▶ _WRITTEN PROBLEM_: Copy out the records word for word, from the first line through the line that contains "87 153 L 124".

▶ _DATASET RECORDS_:
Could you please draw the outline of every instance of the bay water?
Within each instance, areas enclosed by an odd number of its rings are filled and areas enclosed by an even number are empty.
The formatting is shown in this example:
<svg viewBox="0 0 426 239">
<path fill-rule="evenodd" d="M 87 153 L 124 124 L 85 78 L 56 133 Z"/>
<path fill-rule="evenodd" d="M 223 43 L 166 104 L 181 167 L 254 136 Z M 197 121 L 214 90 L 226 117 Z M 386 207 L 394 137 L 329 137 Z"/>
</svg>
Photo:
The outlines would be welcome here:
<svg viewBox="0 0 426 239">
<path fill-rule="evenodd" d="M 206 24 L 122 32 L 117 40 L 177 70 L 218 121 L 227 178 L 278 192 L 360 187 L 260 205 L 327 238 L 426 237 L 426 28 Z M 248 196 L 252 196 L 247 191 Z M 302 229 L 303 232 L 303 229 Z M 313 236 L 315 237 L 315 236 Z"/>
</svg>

▶ _SOLUTION FOR THIS PROBLEM_:
Could you please draw the outline of every instance of the bay water?
Within each instance, areas enclosed by an odd number of its rings are filled and areas enclosed by an even number are empty.
The formatting is shown in this example:
<svg viewBox="0 0 426 239">
<path fill-rule="evenodd" d="M 87 153 L 124 124 L 85 78 L 56 133 Z"/>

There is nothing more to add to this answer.